- **Fragmento del texto**
┏━━

Ni siquiera habría correspondencia exacta entre los bandos que se enfrentaron en 1934 con los de 1936, aunque «Octubre» contribuyera decisivamente a deslindarlos. Es cierto que los militantes de la izquierda de clase buscaron la connivencia de los mandos del ejército y de la policía ―de hecho, trataron de infiltrarse en diversas unidades―, y que la coalición de izquierdas que gobernaba la Generalidad de Cataluña disponía de las fuerzas del orden. Pero al margen de los mozos de escuadra que guarnecían el Palacio de la Generalidad, de unas pocas deserciones y de otras inhibiciones más o menos sospechosas en los distintos cuerpos armados, la fuerza pública se alineó prácticamente en bloque contra los insurrectos. Políticamente, las izquierdas no lograron en 1934 la relativa solidaridad y unidad de acción que mostrarían dos años más tarde en la pugna contra sus adversarios: los anarquistas y anarcosindicalistas no hicieron acto de presencia excepto en Asturias; la Generalidad rebelde no contó con el auxilio de las Alianzas Obreras, haciendo cada cual la guerra por su cuenta; y los partidos de la izquierda republicana no hicieron más que publicar una ristra de notas rompiendo con la República, con propósito de situarse convenientemente por si la revuelta triunfaba o, al menos, por si conseguía que el presidente de la República, Niceto Alcalá-Zamora, expulsara del Gobierno a los católicos de la CEDA.

┗━━

- **Datos registrados**
┏━━

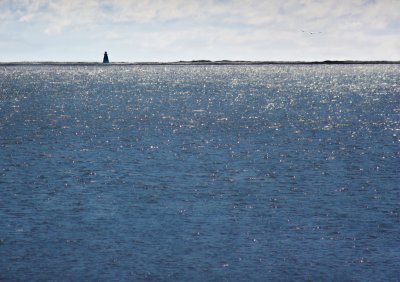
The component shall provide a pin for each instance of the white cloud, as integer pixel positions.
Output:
(253, 26)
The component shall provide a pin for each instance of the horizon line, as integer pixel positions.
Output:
(202, 62)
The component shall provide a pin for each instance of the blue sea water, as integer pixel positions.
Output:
(200, 173)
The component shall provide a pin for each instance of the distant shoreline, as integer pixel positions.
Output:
(205, 62)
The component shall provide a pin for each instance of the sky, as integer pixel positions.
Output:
(173, 30)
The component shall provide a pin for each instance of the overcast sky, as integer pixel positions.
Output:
(171, 30)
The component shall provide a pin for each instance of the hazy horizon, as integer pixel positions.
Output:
(169, 31)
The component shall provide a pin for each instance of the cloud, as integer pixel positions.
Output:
(253, 26)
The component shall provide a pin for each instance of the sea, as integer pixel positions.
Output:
(200, 172)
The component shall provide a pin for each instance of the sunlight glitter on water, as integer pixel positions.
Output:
(199, 172)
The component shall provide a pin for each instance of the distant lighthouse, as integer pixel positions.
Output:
(105, 58)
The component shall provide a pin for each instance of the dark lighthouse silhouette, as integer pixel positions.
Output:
(105, 58)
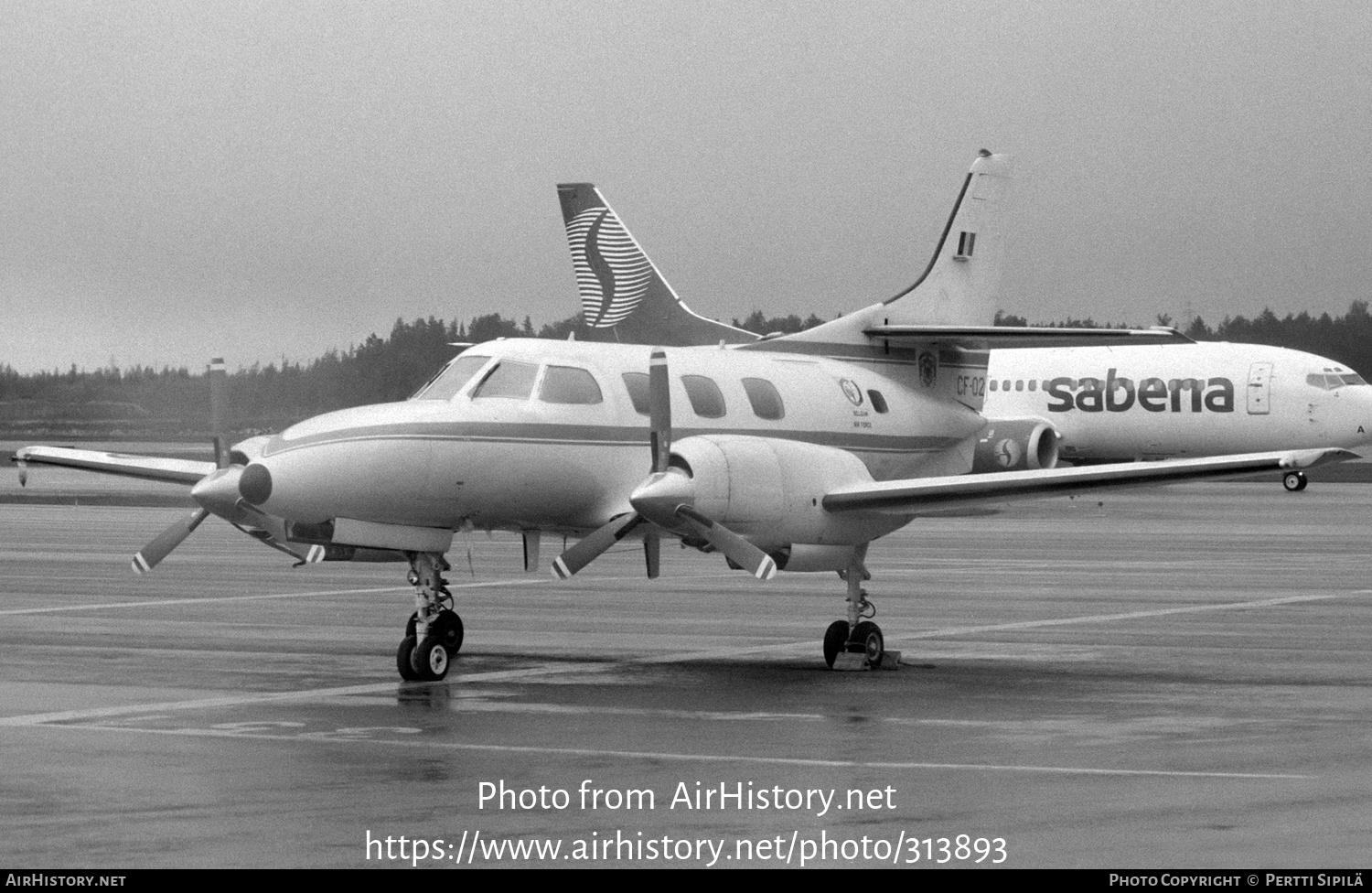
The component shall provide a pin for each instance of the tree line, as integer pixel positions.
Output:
(145, 401)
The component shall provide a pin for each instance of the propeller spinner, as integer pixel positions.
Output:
(666, 500)
(217, 492)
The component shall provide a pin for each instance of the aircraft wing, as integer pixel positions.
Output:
(919, 494)
(993, 337)
(125, 464)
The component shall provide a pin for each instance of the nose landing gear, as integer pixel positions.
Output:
(858, 643)
(434, 631)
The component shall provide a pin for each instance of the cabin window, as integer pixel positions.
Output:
(450, 379)
(765, 398)
(568, 384)
(1333, 381)
(509, 379)
(637, 386)
(704, 397)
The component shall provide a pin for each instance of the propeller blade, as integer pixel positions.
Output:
(734, 546)
(153, 554)
(659, 409)
(652, 553)
(595, 544)
(219, 381)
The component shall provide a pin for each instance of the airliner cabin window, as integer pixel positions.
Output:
(509, 379)
(704, 397)
(637, 384)
(452, 379)
(568, 384)
(765, 398)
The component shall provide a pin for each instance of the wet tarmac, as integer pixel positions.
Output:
(1172, 678)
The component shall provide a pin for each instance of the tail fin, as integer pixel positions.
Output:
(625, 298)
(959, 285)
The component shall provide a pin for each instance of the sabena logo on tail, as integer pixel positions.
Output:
(612, 272)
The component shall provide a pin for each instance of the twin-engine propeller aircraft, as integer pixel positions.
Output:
(789, 453)
(1083, 403)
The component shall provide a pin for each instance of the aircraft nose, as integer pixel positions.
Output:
(219, 491)
(658, 497)
(255, 483)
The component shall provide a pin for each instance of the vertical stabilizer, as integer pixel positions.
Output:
(959, 285)
(625, 298)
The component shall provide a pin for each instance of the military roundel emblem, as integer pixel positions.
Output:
(927, 368)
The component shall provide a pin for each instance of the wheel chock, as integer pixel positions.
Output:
(855, 662)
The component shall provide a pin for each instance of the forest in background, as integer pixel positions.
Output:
(173, 403)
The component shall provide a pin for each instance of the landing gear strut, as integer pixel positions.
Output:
(1294, 481)
(434, 632)
(858, 635)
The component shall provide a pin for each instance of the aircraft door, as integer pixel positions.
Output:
(1259, 395)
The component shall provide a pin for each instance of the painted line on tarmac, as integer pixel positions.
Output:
(1001, 627)
(702, 758)
(284, 697)
(213, 599)
(571, 667)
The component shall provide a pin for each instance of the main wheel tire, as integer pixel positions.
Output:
(1294, 481)
(430, 659)
(834, 638)
(867, 638)
(402, 659)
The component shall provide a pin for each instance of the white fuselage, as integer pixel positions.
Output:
(527, 462)
(1119, 403)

┗━━

- **Conjunto de tareas**
1. Según el fragmento sobre los bandos de 1934 y 1936, ¿en qué lugar hicieron acto de presencia los anarquistas y anarcosindicalistas en 1934?
2. ¿Cómo se traduce al inglés esta oración del fragmento sobre los bandos de 1934 y 1936: «Ni siquiera habría correspondencia exacta entre los bandos que se enfrentaron en 1934 con los de 1936, aunque "Octubre" contribuyera decisivamente a deslindarlos.»?

- **Soluciones por tarea**
1. Solo en Asturias.

2. There would not even be an exact correspondence between the sides that clashed in 1934 and those of 1936, even though "October" contributed decisively to setting them apart.